# Given passage:
******************************

Most of the abstract base classes that exist in the Python Standard Library live in the collections module. One of the simplest ones is the Container class. Let's inspect it in the Python interpreter to see what methods this class requires:

>>> from collections import Container
>>> Container.__abstractmethods__
frozenset(['__contains__'])

So, the Container class has exactly one abstract method that needs to be implemented, __contains__. You can issue help(Container.__contains__) to see what the function signature should look like:

Help on method __contains__ in module _abcoll:__contains__(self, x) unbound _abcoll.Container method

So, we see that __contains__ needs to take a single argument. Unfortunately, the help file doesn't tell us much about what that argument should be, but it's pretty obvious from the name of the ABC and the single method it implements that this argument is the value the user is checking to see if the container holds.

This method is implemented by list, str, and dict to indicate whether or not a given value is in that data structure. However, we can also define a silly container that tells us whether a given value is in the set of odd integers:

class OddContainer:
    def __contains__(self, x):
        if not isinstance(x, int) or not x % 2:
            return False
        return True

Now, we can instantiate an OddContainer object and determine that, even though we did not extend Container, the class is a Container object:

>>> from collections import Container
>>> odd_container = OddContainer()
>>> isinstance(odd_container, Container)
True
>>> issubclass(OddContainer, Container)
True

And that is why duck typing is way more awesome than classical polymorphism. We can create is a relationships without the overhead of using inheritance (or worse, multiple inheritance).

******************************

# Given entries:
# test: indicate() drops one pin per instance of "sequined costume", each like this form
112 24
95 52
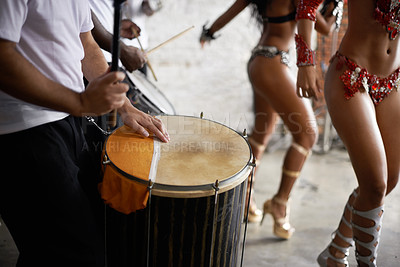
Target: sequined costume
357 78
387 12
270 52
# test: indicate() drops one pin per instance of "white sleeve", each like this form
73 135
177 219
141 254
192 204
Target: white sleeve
13 14
87 24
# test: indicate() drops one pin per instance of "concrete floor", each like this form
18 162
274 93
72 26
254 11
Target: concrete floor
316 206
214 80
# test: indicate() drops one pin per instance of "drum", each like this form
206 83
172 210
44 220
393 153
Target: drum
145 96
179 203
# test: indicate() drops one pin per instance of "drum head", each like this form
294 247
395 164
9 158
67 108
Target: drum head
154 100
200 153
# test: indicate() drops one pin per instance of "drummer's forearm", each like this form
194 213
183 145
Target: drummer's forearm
93 64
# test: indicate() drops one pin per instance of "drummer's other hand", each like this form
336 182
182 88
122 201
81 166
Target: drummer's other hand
132 58
141 122
129 29
104 94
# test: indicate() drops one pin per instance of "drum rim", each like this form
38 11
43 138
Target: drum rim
184 188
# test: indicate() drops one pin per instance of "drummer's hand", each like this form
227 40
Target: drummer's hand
104 94
132 58
141 122
127 27
307 83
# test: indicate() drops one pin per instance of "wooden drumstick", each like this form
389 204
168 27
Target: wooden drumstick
169 40
141 47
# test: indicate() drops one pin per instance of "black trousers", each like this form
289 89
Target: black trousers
49 199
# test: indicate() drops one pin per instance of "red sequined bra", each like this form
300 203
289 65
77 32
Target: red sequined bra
387 13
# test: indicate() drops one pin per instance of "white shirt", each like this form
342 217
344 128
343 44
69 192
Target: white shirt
104 11
46 33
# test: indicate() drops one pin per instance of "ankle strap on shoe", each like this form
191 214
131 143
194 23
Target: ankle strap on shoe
293 174
301 149
280 201
375 215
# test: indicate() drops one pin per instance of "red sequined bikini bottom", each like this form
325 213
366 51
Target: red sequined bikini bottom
356 78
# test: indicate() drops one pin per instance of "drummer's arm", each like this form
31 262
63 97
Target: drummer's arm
94 65
131 57
228 15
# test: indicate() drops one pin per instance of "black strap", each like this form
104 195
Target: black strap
280 19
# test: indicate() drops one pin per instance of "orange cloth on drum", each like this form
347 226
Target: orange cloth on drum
133 155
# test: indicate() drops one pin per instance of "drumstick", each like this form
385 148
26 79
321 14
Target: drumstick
169 40
141 47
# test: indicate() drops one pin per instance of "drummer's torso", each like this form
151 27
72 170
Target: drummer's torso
367 41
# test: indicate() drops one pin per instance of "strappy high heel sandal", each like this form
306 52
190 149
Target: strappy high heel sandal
255 214
282 227
375 215
323 257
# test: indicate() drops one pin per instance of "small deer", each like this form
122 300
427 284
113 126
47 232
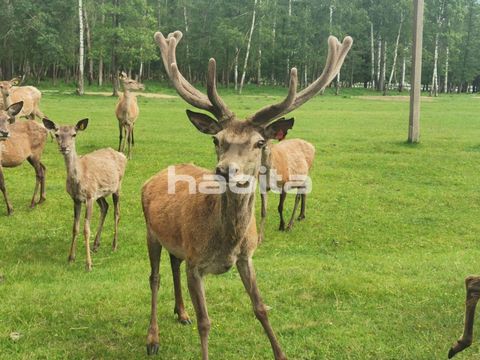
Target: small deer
20 141
127 112
213 232
472 284
91 177
291 160
30 96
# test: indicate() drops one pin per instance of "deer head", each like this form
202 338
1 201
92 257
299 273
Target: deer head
128 83
7 117
239 143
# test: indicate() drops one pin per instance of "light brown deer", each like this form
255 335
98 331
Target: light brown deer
213 232
472 284
127 112
20 141
291 160
30 96
91 177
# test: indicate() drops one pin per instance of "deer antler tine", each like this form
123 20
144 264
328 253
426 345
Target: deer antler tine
223 112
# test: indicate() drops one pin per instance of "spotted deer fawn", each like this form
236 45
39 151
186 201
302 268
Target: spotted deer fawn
290 160
30 96
91 177
472 284
213 232
20 141
127 112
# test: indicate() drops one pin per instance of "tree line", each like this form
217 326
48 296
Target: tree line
254 41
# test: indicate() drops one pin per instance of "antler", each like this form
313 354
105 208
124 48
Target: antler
336 55
213 102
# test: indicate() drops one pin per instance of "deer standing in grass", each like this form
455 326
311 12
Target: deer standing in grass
30 96
291 160
20 141
472 284
127 112
213 232
91 177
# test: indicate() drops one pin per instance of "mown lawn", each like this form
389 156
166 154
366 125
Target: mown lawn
375 272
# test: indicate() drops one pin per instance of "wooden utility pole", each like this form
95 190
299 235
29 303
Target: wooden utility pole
414 124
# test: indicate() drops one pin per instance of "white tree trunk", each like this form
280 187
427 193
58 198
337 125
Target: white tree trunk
248 47
81 62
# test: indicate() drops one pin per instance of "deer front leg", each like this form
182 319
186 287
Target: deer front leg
86 232
179 309
4 191
247 274
154 253
77 207
472 283
197 294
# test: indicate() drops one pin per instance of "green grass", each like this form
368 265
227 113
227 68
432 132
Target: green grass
375 272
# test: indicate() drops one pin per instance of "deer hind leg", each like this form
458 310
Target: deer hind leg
472 284
154 252
77 207
197 294
116 215
102 203
283 195
247 274
179 309
292 218
4 191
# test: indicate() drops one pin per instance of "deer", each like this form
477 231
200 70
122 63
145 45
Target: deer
30 95
127 112
91 177
211 232
20 141
291 160
472 285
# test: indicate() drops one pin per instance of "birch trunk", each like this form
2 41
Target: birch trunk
248 47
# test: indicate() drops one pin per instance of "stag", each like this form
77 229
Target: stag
213 232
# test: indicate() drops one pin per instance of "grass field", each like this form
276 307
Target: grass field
375 272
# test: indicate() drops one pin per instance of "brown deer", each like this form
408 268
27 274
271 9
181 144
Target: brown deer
20 141
472 284
213 232
30 96
291 160
127 112
91 177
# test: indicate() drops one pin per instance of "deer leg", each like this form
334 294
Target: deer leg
77 207
197 294
179 309
247 274
116 215
472 283
86 233
292 218
4 191
102 203
154 252
283 195
302 208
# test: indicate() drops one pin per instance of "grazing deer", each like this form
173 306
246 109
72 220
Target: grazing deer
472 284
290 159
127 112
20 141
30 96
213 232
91 177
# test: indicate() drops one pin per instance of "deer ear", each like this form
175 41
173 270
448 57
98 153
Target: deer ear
278 129
49 124
204 123
81 125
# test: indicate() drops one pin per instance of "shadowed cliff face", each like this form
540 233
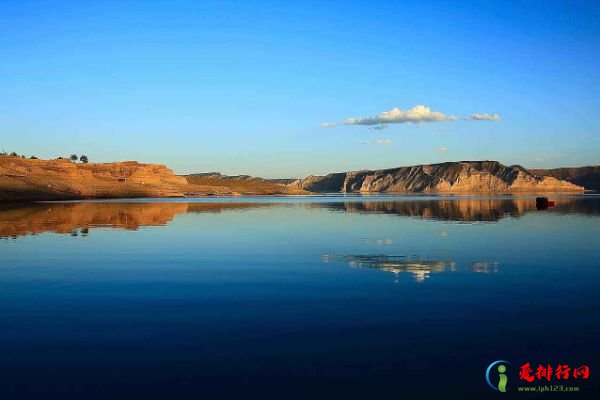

******************************

# Written problem 1:
According to the passage on Python's Container class, which three built-in types implement __contains__?
# Written problem 2:
From the passage on Python's Container class, write out the part that opens with the words containing "So, we see that" and closes with "odd_container = OddContainer()".

# Correct answer 1:
list, str, and dict

# Correct answer 2:
So, we see that __contains__ needs to take a single argument. Unfortunately, the help file doesn't tell us much about what that argument should be, but it's pretty obvious from the name of the ABC and the single method it implements that this argument is the value the user is checking to see if the container holds.

This method is implemented by list, str, and dict to indicate whether or not a given value is in that data structure. However, we can also define a silly container that tells us whether a given value is in the set of odd integers:

class OddContainer:
    def __contains__(self, x):
        if not isinstance(x, int) or not x % 2:
            return False
        return True

Now, we can instantiate an OddContainer object and determine that, even though we did not extend Container, the class is a Container object:

>>> from collections import Container
>>> odd_container = OddContainer()